# Honahan comment on the 9 o'clock news - strange



## onekeano (29 Nov 2010)

When asked about the depositors in the Irish banks (in the context of Anglo being closed down), Honahan started off by saying "well all of the deposits in the Iirish banks are currently covered to €100k" followed some comments about being backstopped by the ECB etc . 

Maybe I'm being paranoid here but I'm just wondering why he used that word "currently" in his opening sentence?

Roy


----------



## Brendan Burgess (29 Nov 2010)

I would read nothing into it. There is an expiry date on the guarantee. It won't be withdrawn before then. If it is to be withdrawn, you will get plenty of notice.


----------



## bpb52 (29 Nov 2010)

I also picked up on the word "currently"

Pal of mine has a son in Australia. Has moved his money to Commonwealth Bank. It has AA rating.

Worth considering.


----------



## onekeano (29 Nov 2010)

bpb52 said:


> I also picked up on the word "currently"
> 
> Pal of mine has a son in Australia. Has moved his money to Commonwealth Bank. It has AA rating.
> 
> Worth considering.



Over the past  few months I've been buying funds (pretty diverse mix) thrrough Rabo which is AAA+ so I  think I'll continue with that as they cover non € markets. Don't really fancy backing the € over the next 12 months.

Roy


----------



## Duke of Marmalade (30 Nov 2010)

Notice how Honohan and Dukes have announced that Anglo will change its name in a few weeks and will be a thing of the past.  Jayz, they make it sound as if all that is needed to erase this nightmare is to eradicate the Anglo name.  If that was all that was needed why did they not do that 2 years ago?


----------



## Sunny (30 Nov 2010)

Duke of Marmalade said:


> Notice how Honohan and Dukes have announced that Anglo will change its name in a few weeks and will be a thing of the past. Jayz, they make it sound as if all that is needed to erase this nightmare is to eradicate the Anglo name. If that was all that was needed why did they not do that 2 years ago?


 
Especially when by all accounts that are planning on calling it 'Bank Nua'. Someone should tell them not to bother!


----------



## cremeegg (30 Nov 2010)

Brendan Burgess said:


> I would read nothing into it. There is an expiry date on the guarantee. It won't be withdrawn before then. If it is to be withdrawn, you will get plenty of notice.

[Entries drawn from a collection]

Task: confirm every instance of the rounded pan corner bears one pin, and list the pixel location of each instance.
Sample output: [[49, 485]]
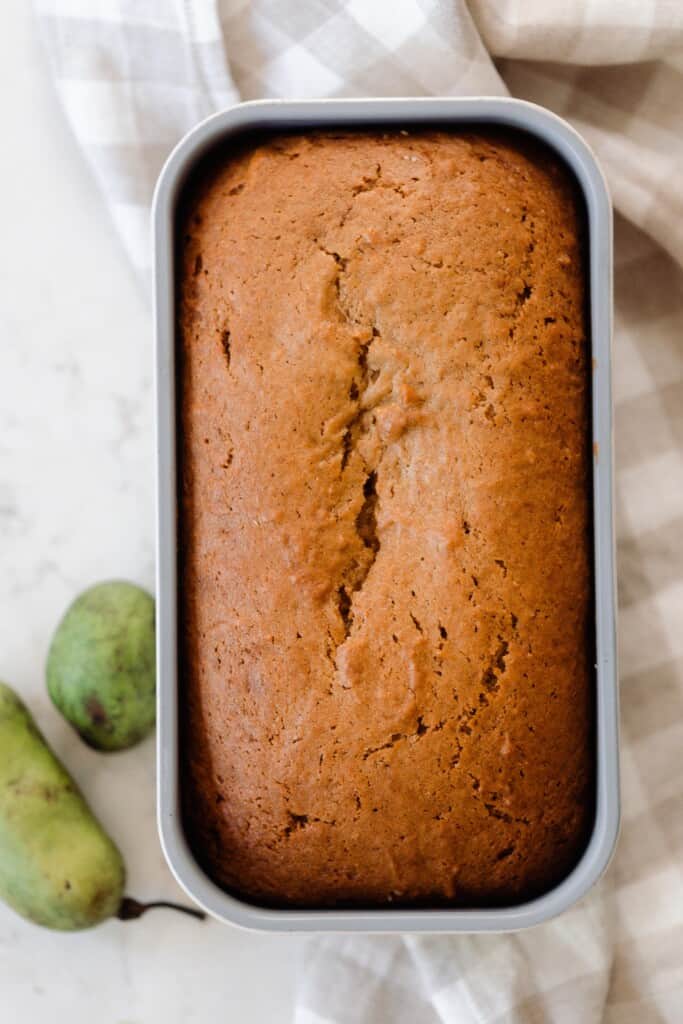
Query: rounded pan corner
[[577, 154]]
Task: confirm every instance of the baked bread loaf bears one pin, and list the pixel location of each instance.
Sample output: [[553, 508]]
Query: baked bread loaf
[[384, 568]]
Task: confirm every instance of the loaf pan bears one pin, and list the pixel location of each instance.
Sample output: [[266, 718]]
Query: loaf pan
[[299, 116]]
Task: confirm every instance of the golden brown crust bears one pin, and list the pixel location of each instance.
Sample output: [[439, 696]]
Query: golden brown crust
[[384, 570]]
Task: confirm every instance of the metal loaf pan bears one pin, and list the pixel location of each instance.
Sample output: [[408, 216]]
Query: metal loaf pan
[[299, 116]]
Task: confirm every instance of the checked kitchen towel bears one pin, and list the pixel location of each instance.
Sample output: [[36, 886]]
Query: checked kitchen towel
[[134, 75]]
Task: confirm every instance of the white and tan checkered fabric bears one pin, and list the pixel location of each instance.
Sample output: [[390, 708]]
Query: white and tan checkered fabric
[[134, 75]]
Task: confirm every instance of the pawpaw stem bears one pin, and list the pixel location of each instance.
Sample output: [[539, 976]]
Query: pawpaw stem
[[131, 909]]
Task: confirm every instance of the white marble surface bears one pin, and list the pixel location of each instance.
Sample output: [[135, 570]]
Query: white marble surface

Written problem A - Please reproduce the part of the Honohan thread that begins at the words "When asked about" and stops after "the ECB etc .".
Written problem B - In the Honohan thread, why does Brendan Burgess say to read nothing into the word "currently"? Answer in one to three sentences.
Written problem C - Pick up the Honohan thread after its last line and continue it.

Expected answer A -
When asked about the depositors in the Irish banks (in the context of Anglo being closed down), Honahan started off by saying "well all of the deposits in the Iirish banks are currently covered to €100k" followed some comments about being backstopped by the ECB etc .

Expected answer B - He says the guarantee has an expiry date and won't be withdrawn before then. If it is to be withdrawn, depositors will get plenty of notice.

Expected answer C -
How do you know that we will get plenty of notice?? It seems unlikely to me. 

If the guarantee were to be withdrawn under sunny circumstances when everyone had so much confidence in Irish banks a guarantee was not needed maybe there would be notice. But that isnt going to happen in the foreseeable future.

If the guarantee were to be withdrawn under different circumstances such as the govt became unable to support it, I doubt they would give notice.


----------



## pAnTs (1 Dec 2010)

cremeegg said:


> How do you know that we will get plenty of notice?? It seems unlikely to me.
> 
> If the guarantee were to be withdrawn under sunny circumstances when everyone had so much confidence in Irish banks a guarantee was not needed maybe there would be notice. But that isnt going to happen in the foreseeable future.
> 
> If the guarantee were to be withdrawn under different circumstances such as the govt became unable to support it, I doubt they would give notice.



how likely is this to happen?


----------



## madbint (1 Dec 2010)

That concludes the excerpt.